Prompt: Within the entries below, find the lines that hold "bodice" and report only how many there are.

Records supplied:
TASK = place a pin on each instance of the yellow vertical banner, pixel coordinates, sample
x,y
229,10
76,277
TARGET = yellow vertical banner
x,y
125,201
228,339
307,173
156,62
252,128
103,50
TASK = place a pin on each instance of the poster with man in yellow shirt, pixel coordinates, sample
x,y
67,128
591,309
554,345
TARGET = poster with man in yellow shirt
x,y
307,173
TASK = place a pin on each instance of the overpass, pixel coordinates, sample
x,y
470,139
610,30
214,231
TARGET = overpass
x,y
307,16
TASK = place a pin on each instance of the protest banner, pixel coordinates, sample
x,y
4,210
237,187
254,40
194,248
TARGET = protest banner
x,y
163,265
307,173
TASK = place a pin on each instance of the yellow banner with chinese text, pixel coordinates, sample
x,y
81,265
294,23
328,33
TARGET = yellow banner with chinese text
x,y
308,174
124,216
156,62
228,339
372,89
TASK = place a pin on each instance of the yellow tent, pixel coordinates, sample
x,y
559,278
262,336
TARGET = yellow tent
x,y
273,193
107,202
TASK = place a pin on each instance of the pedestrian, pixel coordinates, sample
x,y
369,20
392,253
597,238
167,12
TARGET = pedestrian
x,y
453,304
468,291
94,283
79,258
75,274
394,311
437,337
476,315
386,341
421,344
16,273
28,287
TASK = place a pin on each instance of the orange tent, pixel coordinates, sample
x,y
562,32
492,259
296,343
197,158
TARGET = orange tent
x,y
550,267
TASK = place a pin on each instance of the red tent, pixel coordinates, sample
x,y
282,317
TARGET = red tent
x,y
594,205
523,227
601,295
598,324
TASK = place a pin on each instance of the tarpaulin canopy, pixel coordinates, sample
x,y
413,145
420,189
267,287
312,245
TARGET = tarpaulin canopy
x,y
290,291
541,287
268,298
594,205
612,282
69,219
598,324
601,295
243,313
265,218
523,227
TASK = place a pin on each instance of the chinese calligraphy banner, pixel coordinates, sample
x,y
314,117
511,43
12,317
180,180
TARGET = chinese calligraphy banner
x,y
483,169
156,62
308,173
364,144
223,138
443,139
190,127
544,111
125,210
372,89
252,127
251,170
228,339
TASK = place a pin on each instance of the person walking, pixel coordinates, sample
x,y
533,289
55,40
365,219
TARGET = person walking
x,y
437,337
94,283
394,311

...

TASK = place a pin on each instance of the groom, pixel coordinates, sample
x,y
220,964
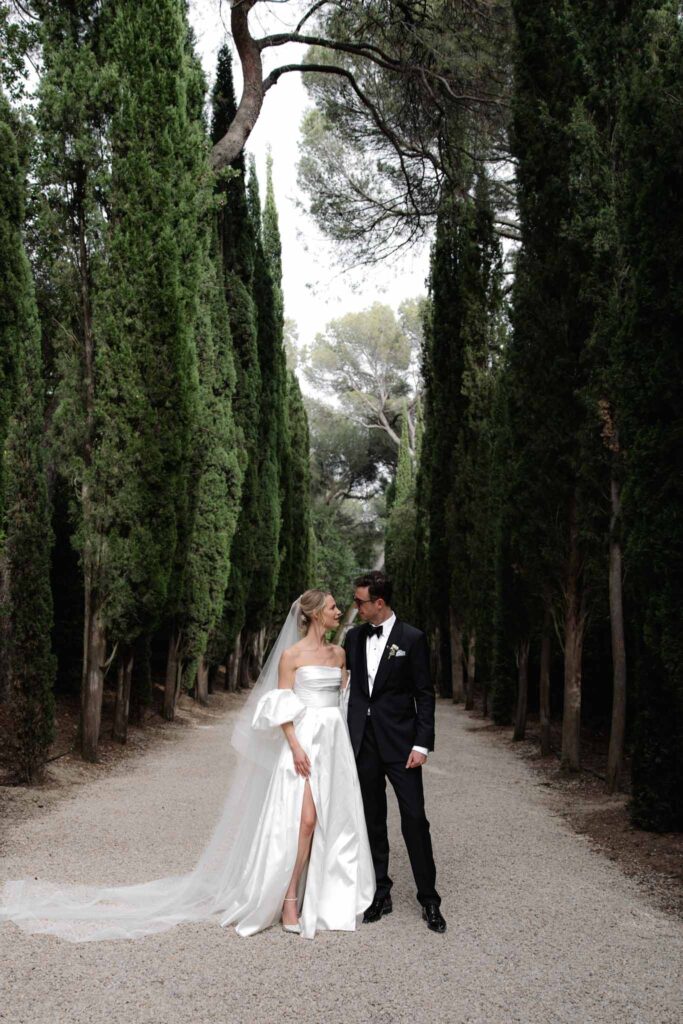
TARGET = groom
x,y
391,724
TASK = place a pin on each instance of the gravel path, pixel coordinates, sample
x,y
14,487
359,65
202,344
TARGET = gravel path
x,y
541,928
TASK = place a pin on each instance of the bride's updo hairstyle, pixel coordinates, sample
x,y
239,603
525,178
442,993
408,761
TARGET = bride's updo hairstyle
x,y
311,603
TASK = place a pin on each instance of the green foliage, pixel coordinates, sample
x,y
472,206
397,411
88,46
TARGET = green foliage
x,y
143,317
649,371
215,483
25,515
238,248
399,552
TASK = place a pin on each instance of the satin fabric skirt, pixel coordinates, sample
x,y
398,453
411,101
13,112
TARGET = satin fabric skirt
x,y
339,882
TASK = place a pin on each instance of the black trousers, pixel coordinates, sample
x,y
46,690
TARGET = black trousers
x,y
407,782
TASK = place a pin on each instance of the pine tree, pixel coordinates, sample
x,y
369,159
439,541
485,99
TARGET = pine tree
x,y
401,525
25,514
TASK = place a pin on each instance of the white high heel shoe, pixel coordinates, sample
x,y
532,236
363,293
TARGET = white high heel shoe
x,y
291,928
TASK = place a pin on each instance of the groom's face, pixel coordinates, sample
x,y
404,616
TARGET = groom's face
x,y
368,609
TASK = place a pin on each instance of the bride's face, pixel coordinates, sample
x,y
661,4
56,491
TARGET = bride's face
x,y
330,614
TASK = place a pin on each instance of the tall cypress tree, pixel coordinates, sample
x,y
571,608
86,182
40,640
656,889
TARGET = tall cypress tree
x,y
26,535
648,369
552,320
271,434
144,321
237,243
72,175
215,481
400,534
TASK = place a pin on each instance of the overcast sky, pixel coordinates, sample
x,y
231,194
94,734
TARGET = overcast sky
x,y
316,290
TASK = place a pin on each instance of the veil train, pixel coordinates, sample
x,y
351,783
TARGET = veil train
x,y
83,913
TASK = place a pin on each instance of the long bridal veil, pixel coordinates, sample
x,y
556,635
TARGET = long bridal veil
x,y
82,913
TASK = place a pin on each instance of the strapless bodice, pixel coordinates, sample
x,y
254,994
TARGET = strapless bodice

Answer below: 2